━━ STUDY MATERIAL

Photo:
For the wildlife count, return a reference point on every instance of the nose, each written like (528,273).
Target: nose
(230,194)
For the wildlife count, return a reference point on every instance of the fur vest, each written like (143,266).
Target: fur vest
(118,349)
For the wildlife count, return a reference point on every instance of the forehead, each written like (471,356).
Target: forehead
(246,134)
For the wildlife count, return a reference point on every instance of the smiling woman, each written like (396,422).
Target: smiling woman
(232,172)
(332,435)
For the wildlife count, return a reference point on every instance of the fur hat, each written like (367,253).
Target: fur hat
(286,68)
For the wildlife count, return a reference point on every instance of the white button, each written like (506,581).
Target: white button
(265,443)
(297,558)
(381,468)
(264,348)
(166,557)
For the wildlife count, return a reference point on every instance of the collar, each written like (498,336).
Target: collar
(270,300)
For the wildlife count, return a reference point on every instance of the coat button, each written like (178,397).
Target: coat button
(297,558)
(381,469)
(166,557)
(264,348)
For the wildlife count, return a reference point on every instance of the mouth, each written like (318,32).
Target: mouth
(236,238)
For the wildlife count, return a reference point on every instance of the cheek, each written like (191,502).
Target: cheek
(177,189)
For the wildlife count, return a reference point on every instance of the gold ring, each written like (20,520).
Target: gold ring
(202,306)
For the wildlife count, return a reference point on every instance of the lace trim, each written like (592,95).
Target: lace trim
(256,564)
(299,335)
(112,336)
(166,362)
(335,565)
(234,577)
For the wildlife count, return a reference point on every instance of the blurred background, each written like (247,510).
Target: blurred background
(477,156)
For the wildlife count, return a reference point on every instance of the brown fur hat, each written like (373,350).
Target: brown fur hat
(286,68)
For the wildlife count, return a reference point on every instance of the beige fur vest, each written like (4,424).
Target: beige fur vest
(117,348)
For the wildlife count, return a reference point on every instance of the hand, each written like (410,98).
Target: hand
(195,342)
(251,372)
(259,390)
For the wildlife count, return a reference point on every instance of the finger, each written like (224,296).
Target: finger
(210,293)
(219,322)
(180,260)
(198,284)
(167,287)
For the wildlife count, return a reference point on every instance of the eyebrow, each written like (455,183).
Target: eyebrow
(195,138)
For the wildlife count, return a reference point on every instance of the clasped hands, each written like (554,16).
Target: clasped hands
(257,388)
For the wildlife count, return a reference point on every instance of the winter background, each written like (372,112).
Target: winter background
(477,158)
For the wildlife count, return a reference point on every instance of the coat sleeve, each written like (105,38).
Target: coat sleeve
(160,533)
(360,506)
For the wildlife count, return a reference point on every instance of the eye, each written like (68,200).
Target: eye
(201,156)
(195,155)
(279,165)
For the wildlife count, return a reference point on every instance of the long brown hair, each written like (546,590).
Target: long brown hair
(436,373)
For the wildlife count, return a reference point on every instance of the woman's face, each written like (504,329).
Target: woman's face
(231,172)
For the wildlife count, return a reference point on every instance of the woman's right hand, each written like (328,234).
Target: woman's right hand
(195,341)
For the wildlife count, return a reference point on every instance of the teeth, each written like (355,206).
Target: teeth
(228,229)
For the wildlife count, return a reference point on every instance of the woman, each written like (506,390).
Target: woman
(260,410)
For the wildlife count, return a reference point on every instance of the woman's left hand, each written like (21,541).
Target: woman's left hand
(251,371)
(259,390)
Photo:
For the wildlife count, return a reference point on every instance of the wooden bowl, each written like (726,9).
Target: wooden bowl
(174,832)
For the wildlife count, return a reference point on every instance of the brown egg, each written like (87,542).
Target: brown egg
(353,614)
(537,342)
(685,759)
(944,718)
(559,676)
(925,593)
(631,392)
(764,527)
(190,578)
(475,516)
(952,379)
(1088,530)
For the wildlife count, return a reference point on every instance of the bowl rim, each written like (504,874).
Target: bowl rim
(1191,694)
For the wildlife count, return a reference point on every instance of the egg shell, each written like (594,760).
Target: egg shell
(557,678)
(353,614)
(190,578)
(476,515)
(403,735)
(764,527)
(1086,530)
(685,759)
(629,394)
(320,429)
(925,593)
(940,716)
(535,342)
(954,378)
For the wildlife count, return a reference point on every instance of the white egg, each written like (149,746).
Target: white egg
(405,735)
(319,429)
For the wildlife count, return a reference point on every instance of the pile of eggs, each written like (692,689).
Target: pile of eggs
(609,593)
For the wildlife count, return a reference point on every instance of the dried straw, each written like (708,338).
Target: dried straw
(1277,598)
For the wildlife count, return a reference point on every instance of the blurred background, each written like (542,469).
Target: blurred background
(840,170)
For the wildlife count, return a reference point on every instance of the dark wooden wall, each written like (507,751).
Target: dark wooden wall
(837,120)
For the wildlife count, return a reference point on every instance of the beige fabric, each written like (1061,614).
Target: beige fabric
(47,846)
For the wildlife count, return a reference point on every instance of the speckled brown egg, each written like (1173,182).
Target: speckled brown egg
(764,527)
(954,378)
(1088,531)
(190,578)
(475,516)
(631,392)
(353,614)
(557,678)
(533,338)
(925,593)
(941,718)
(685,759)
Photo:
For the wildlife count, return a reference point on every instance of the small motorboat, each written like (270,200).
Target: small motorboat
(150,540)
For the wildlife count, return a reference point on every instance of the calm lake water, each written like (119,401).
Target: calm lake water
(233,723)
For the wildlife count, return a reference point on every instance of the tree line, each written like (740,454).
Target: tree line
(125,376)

━━━━

### WHAT IS BEING ASKED
Please output all of the entries without changing a single character.

### OUTPUT FOR THIS TASK
Photo:
For the wildlife count, return a reference point on every instance of the nose, each written like (528,273).
Target: nose
(230,194)
For the wildlife count, return a reference point on every instance of the fur vest, each written like (143,266).
Target: fur vest
(118,349)
For the wildlife count, return a reference point on every instance of the forehead, each written like (471,356).
Target: forehead
(246,134)
For the wildlife count, return a reference point on every instance of the smiling woman, each written like (396,422).
Target: smiling woman
(232,172)
(332,435)
For the wildlife count, return a reference point on every instance of the fur hat, each written like (367,253).
Target: fur hat
(286,68)
For the wildlife count, return a reference point on every instance of the white button, each written like (506,581).
Target: white button
(265,443)
(297,558)
(381,468)
(264,348)
(166,557)
For the wildlife count, return a reference point on every instance of the collar, each written like (498,336).
Target: collar
(270,300)
For the wildlife count, return a reference point on every instance of the coat button, each written like (178,397).
Target: coat button
(297,558)
(381,469)
(166,557)
(264,348)
For the wildlife count, return a reference point on every instance of the mouth, each written like (318,32).
Target: mouth
(236,238)
For the wildlife count, return a reference point on every instance of the cheek, each written like (191,502).
Target: cheek
(177,189)
For the wildlife count, return a reference point on every instance of the gold ring, each written like (20,520).
Target: gold ring
(202,306)
For the wildlife count, return a reference point on every instance of the lace trim, each written like (592,95).
Target: lace trim
(256,564)
(299,335)
(112,336)
(166,362)
(335,565)
(234,577)
For the wildlife count, return a reference point on every instance of the blurred background, each written like (247,510).
Target: blurred background
(477,156)
For the wildlife count, return a reference point on every instance of the brown fur hat, each written like (373,350).
Target: brown fur hat
(286,68)
For the wildlife count, return a reference point on every instance of the beige fur vest, each written like (4,424).
Target: beige fur vest
(117,348)
For the wildlife count, return a reference point on every instance of the hand, each written like (410,98).
Target: hand
(195,342)
(251,372)
(259,390)
For the wildlife count, return a reference point on every instance of the finger, each written like (224,296).
Target: finger
(210,293)
(219,322)
(180,260)
(198,284)
(167,287)
For the wildlife count, return a reference point on every instance of the eyebrow, each written like (455,183).
Target: eyebrow
(195,138)
For the wildlife count, return a reference point on every instance of the clasped hands, each written like (554,16).
Target: clasped hands
(257,388)
For the wildlife count, return a reference point on every instance of the winter background, each written like (372,112).
Target: winter background
(477,158)
For the wildlife count, return a reference point on every instance of the coat sleeve, each written like (105,38).
Target: coat sleeve
(160,533)
(360,506)
For the wildlife count, return a reference point on every instance of the eye, each written like (68,200).
Target: eye
(201,156)
(195,155)
(279,165)
For the wildlife count, return a reference point on every instance of the long brown hair, each written like (546,590).
Target: long brown hair
(436,373)
For the wildlife count, return a reference point on every instance of the woman's face, each written like (504,329).
Target: woman's face
(231,172)
For the wildlife count, return a reference point on every instance of the woman's right hand, each written like (328,234).
Target: woman's right hand
(195,341)
For the wildlife count, return a reference point on every instance of the teeth, each written like (355,206).
Target: teeth
(228,229)
For the wildlife count, return a reference point on every instance of the woman, each written like (506,390).
Target: woman
(260,410)
For the wildlife count, return a reference point on every instance of the woman's left hand, each written like (21,541).
Target: woman's left hand
(251,371)
(259,390)
Photo:
For the wildlife count, return a reference point on every instance of the wooden bowl, each written like (726,9).
Target: wooden bowl
(174,832)
For the wildlife count, return a reference point on every instance of the brown egg, each written like (87,542).
Target: brown egg
(353,614)
(537,342)
(685,759)
(944,718)
(559,676)
(925,593)
(631,392)
(764,527)
(190,578)
(475,516)
(952,379)
(1088,530)
For the wildlife count, return a reference point on every instance of the bowl rim, each written like (504,874).
Target: bowl rim
(1191,694)
For the wildlife count, return a reference point on every instance of the egg shell, each written like (594,760).
Target: egg shell
(557,678)
(353,614)
(190,578)
(476,515)
(403,735)
(764,527)
(1086,530)
(685,759)
(629,394)
(320,429)
(925,593)
(940,716)
(535,342)
(954,378)
For the wildlife count, return a reference point on every instance of the white egg, each written like (149,746).
Target: white egg
(405,735)
(319,429)
For the wildlife count, return a reference point on every instance of the pile of eggs, each written like (692,689).
Target: pile of eggs
(609,593)
For the wildlife count, return a reference point on every instance of the dried straw, each written like (708,338).
Target: dried straw
(1277,598)
For the wildlife count, return a reference point on every instance of the blurred background, each written like (542,469).
Target: blurred background
(840,170)
For the wildlife count, return a reference point on every instance of the dark wooden wall, each written like (507,751).
Target: dark wooden wall
(837,120)
For the wildlife count, return a reference point on every instance of the beige fabric, each written like (1061,614).
Target: beige fabric
(47,846)
For the wildlife count, return a reference point on every instance of the speckled brown egg, each written like (1173,182).
Target: speckled brown egg
(764,527)
(954,378)
(1088,531)
(190,578)
(475,516)
(631,392)
(353,614)
(557,678)
(533,338)
(925,593)
(941,718)
(685,759)
Photo:
For the wildlife count, return a reference point on every instance of the small motorboat, each written like (270,200).
Target: small motorboat
(150,540)
For the wildlife count, return a reference point on every instance of the calm lake water, each written like (119,401).
Target: calm lake water
(233,723)
For the wildlife count, return a reference point on every instance of the tree line, each written like (740,454).
Target: tree line
(125,376)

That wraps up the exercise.